[WHAT TO WORK ON]:
Update the lines starting with the one that contains "the woman's face" and going on through the one that contains "128, 46, 232, 182", replacing "integers" with "whole numbers" and leaving all else unchanged. Give only those lines.

──────────────────────────────

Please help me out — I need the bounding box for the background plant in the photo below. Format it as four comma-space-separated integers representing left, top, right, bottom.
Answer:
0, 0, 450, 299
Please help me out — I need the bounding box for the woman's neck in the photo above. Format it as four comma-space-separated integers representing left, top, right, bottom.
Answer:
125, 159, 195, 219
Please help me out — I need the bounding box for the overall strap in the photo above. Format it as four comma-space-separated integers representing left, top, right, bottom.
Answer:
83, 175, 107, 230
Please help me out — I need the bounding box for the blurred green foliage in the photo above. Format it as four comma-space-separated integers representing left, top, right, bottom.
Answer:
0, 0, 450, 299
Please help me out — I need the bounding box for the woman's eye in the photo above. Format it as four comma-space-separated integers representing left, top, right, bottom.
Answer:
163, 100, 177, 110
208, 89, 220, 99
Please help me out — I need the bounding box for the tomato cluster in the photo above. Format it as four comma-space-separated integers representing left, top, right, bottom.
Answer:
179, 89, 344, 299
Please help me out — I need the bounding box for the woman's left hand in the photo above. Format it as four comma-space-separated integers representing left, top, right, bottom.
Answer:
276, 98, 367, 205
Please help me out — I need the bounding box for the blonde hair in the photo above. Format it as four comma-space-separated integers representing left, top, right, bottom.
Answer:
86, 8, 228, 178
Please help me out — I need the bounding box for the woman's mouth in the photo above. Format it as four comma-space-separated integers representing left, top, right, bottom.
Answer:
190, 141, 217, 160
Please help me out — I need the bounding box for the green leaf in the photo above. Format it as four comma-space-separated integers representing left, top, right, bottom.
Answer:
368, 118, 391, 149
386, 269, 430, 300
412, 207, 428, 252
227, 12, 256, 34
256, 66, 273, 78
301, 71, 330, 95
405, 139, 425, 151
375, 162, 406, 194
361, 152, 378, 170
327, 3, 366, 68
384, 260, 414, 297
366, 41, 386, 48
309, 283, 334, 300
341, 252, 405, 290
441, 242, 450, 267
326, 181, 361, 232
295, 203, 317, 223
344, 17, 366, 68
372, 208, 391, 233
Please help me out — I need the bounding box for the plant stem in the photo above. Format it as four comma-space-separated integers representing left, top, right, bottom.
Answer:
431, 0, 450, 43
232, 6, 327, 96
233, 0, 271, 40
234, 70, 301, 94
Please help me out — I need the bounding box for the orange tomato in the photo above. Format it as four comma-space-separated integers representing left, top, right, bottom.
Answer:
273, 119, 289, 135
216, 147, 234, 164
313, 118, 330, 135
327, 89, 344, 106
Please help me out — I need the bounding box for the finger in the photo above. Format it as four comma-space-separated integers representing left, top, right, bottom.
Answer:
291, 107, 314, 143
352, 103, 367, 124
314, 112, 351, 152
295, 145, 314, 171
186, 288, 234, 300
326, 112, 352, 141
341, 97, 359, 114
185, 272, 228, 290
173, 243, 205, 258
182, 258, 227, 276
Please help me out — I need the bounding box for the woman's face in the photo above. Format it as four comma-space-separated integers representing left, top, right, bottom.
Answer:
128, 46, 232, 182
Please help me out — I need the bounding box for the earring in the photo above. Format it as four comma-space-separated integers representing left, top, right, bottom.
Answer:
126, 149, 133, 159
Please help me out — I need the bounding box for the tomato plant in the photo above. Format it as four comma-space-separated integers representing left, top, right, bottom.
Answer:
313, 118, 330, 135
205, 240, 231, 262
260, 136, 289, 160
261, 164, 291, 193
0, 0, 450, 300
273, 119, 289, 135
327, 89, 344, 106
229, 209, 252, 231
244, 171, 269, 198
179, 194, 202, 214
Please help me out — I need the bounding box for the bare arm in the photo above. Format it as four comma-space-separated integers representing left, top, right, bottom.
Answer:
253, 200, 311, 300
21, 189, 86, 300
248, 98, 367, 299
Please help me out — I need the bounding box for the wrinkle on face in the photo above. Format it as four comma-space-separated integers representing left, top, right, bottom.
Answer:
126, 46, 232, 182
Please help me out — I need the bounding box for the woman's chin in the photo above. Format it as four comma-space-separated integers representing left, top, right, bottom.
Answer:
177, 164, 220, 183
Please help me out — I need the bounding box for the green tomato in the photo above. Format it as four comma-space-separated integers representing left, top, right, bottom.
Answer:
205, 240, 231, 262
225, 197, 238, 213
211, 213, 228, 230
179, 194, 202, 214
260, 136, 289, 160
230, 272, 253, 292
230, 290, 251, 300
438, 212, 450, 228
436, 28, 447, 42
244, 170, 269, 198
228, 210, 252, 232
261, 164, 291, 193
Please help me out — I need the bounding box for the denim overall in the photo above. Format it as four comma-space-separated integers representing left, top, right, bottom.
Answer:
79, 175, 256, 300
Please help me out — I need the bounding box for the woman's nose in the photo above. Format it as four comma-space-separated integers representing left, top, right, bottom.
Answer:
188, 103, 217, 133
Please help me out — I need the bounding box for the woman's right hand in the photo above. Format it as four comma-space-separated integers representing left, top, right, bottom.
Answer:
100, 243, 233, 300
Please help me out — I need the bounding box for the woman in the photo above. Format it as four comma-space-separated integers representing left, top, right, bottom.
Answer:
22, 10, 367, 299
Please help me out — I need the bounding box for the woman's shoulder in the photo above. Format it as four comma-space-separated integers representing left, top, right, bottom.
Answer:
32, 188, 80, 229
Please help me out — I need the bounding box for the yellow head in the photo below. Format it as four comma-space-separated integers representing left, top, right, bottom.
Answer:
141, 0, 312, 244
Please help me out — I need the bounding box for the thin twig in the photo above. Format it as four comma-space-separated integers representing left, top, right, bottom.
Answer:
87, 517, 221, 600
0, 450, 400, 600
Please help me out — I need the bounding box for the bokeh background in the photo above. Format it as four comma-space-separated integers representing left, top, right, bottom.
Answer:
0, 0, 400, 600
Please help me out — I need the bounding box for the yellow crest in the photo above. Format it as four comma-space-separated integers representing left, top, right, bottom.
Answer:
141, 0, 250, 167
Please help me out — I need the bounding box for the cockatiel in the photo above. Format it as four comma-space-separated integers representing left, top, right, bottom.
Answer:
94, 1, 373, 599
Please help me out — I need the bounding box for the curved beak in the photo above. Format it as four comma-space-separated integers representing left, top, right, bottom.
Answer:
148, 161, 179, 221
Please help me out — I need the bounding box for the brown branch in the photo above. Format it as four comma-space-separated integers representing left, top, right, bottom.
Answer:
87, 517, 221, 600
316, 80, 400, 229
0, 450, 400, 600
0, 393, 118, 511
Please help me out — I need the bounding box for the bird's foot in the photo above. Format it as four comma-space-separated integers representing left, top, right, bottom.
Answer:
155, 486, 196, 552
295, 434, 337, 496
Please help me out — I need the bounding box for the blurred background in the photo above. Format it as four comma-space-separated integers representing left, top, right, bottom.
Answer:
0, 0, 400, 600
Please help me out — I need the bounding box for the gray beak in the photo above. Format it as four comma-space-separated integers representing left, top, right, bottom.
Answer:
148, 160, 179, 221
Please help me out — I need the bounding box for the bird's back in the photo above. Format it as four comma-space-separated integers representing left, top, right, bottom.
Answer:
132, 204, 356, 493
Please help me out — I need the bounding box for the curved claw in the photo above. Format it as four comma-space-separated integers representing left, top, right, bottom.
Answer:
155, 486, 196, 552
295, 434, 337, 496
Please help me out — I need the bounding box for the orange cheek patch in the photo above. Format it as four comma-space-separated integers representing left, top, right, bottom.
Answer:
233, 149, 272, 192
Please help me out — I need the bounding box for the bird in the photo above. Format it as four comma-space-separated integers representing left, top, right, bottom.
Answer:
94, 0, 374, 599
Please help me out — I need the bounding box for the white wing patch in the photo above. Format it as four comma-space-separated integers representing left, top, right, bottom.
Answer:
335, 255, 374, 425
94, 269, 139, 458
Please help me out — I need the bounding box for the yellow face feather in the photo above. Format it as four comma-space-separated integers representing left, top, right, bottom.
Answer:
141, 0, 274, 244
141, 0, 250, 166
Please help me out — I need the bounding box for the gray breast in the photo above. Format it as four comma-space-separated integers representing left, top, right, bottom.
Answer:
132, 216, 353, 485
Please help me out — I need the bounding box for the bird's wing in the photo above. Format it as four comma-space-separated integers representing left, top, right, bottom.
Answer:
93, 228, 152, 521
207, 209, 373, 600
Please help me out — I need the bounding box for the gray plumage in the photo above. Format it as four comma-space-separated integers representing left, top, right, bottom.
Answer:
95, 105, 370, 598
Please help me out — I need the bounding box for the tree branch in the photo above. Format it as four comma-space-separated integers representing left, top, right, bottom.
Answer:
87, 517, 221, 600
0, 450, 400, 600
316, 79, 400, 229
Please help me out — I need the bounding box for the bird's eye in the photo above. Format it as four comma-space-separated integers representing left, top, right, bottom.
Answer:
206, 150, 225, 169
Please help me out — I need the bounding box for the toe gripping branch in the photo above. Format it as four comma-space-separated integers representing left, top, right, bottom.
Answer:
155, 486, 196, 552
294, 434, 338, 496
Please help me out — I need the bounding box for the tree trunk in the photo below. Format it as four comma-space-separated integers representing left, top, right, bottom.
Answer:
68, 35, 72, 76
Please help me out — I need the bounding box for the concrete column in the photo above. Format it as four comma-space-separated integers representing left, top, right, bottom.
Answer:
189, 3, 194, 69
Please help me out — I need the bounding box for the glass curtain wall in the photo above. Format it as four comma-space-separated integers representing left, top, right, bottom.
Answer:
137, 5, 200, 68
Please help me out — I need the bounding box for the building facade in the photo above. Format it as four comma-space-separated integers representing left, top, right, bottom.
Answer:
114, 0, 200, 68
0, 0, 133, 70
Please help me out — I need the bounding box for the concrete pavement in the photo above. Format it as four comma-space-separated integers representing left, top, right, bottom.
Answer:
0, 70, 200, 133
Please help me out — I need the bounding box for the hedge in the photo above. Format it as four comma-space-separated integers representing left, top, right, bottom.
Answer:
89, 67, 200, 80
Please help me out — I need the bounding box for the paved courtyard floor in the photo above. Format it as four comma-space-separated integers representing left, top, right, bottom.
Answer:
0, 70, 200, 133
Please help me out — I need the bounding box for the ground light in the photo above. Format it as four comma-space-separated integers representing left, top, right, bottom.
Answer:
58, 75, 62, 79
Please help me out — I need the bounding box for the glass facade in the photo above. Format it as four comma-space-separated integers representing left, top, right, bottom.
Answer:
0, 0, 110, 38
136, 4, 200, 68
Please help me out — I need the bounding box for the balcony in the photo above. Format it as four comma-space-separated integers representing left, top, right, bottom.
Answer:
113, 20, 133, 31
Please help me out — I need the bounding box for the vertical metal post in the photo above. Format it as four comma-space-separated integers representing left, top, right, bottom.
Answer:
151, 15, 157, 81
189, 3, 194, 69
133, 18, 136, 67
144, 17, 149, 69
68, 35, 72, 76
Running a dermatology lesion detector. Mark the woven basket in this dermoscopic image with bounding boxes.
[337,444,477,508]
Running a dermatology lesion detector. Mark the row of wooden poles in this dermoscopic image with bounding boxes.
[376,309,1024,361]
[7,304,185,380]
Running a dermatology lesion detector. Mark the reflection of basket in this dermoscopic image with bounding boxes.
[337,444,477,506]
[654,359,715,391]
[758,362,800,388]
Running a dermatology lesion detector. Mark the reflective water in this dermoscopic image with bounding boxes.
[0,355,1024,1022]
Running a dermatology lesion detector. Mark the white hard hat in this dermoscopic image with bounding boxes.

──────────────────────────────

[ANSWER IN FULL]:
Please help me out — I need the bounding box for the woman's face in the photo above. Format it as four comma-space-separated whole numbers representing left, top, right, bottom.
Answer:
128, 46, 232, 182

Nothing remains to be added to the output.